▶ The data
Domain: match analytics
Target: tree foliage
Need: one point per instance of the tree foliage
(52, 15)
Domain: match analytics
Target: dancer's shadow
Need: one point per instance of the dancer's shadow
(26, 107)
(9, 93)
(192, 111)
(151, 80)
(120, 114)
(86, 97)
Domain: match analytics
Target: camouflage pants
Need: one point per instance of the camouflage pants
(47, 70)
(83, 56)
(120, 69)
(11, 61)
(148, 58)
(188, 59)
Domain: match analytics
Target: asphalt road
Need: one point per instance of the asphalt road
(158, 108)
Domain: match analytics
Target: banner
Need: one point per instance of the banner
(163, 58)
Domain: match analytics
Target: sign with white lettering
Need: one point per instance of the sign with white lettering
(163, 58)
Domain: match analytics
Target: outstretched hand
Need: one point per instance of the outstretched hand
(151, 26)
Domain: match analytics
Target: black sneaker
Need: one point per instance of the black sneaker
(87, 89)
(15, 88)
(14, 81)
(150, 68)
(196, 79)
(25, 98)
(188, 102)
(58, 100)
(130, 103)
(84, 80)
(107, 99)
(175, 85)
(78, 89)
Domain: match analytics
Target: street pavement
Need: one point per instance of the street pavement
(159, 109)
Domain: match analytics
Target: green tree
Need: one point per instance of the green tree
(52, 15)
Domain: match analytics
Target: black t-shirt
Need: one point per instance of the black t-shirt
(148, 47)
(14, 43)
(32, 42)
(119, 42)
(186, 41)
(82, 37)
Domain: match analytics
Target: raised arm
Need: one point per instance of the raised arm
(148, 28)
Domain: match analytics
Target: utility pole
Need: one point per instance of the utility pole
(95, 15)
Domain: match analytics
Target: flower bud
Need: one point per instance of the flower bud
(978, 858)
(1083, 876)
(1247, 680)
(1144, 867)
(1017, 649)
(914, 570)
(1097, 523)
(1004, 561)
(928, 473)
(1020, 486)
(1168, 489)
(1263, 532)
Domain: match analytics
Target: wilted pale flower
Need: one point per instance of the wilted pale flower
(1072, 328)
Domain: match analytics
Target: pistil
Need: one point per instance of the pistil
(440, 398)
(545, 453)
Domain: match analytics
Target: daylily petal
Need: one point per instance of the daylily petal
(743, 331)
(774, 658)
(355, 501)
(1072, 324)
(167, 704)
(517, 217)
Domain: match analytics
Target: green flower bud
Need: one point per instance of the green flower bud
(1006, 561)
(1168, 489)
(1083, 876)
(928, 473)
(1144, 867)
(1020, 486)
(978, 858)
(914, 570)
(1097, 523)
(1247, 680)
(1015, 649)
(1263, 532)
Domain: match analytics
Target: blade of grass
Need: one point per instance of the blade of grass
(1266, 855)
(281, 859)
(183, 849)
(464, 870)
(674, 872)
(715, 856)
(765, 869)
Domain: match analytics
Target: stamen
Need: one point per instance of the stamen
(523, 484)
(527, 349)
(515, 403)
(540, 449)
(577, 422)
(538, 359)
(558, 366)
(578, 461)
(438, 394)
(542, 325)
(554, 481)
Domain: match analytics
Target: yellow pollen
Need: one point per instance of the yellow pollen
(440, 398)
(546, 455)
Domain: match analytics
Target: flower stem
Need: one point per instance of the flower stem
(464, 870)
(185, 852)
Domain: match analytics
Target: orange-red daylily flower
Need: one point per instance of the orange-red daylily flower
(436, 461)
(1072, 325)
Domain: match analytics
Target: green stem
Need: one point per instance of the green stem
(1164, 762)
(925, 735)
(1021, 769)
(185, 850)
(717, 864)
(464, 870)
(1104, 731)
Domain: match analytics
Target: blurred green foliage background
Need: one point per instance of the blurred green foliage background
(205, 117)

▶ Stated exercise
Give the material above again, word for word.

▶ Output of the exercise
Domain: match analytics
Target: tree foliage
Need: one point per instance of the tree foliage
(52, 15)
Domain: match analytics
Target: dancer's shadow
Need: one point per instance of the dancer's shadow
(26, 107)
(9, 93)
(192, 111)
(151, 80)
(120, 114)
(86, 97)
Domain: match analytics
Target: camouflage pants
Need: one point per instance of the camouflage pants
(47, 70)
(83, 56)
(120, 69)
(11, 61)
(148, 58)
(188, 59)
Domain: match analytics
Target: asphalt road
Need: one point per instance of the asphalt road
(158, 108)
Domain: match analytics
Target: banner
Need: one point per instance of the banner
(163, 58)
Domain: match analytics
Target: sign with white lettering
Need: one point per instance of the sign with white lettering
(163, 58)
Domain: match analytics
Target: outstretched hand
Need: one point per instance of the outstretched hand
(151, 26)
Domain: match analytics
Target: black sneaker
Need: one point per instance of the black sneaker
(87, 89)
(15, 88)
(14, 81)
(150, 68)
(196, 79)
(25, 98)
(188, 102)
(58, 100)
(130, 103)
(84, 80)
(107, 99)
(175, 85)
(78, 89)
Domain: match analytics
Target: street pavement
Need: one point per instance of the street pavement
(159, 109)
Domain: match analytics
Target: green tree
Need: one point per instance of the green tree
(52, 15)
Domain: match analytics
Target: black t-shirt
Need: one point per instance of the black t-shirt
(148, 47)
(14, 43)
(32, 42)
(119, 42)
(186, 41)
(82, 37)
Domain: match analytics
Target: raised arm
Need: one point per instance of the raised arm
(148, 28)
Domain: match analytics
Target: utility pole
Need: one point per instance of the utility pole
(95, 15)
Domain: match analytics
Target: flower bud
Need: one point per instance of the flower bud
(978, 858)
(1083, 876)
(1247, 680)
(1144, 867)
(1017, 649)
(914, 570)
(1097, 523)
(1004, 561)
(928, 473)
(1020, 486)
(1168, 489)
(1263, 532)
Domain: match analytics
Target: wilted pale flower
Need: one point per instance of the wilted pale flower
(1072, 328)
Domain: match analytics
Target: pistil
Need: one point per instance of the pistil
(440, 398)
(545, 453)
Domain: match analytics
Target: daylily petal
Need: one point per instance of the daylily petal
(743, 331)
(774, 658)
(355, 501)
(1072, 324)
(167, 704)
(517, 217)
Domain: match analytics
Target: green flower bud
Need: one point per instance of the green flower bud
(1006, 561)
(1168, 489)
(1083, 876)
(928, 473)
(1144, 867)
(1020, 486)
(978, 858)
(914, 570)
(1097, 523)
(1247, 680)
(1015, 649)
(1263, 532)
Domain: match analytics
Target: blade of grass
Need: one point per instance of the blade of grass
(1266, 855)
(281, 859)
(183, 849)
(464, 870)
(674, 872)
(715, 856)
(765, 869)
Domain: match analytics
Target: stamen
Need: one point per instance of the stamen
(523, 484)
(527, 349)
(515, 403)
(540, 449)
(577, 422)
(538, 359)
(558, 366)
(578, 461)
(438, 394)
(542, 325)
(554, 481)
Domain: match analytics
Target: yellow pollen
Need: one point per instance of the yellow pollen
(440, 398)
(546, 455)
Domain: match analytics
Target: flower stem
Need: one point per instance of the flower stem
(464, 870)
(185, 852)
Domain: match analytics
Target: orange-red daylily flower
Need: one point per instance of the orange-red daylily flower
(436, 461)
(1072, 325)
Domain: match analytics
Target: green stem
Need: one point per instance of the green stem
(1164, 762)
(925, 735)
(1021, 769)
(185, 850)
(717, 864)
(464, 870)
(1104, 731)
Domain: match analytics
Target: blurred green foliage background
Need: one point per instance of the blurred green foliage background
(205, 117)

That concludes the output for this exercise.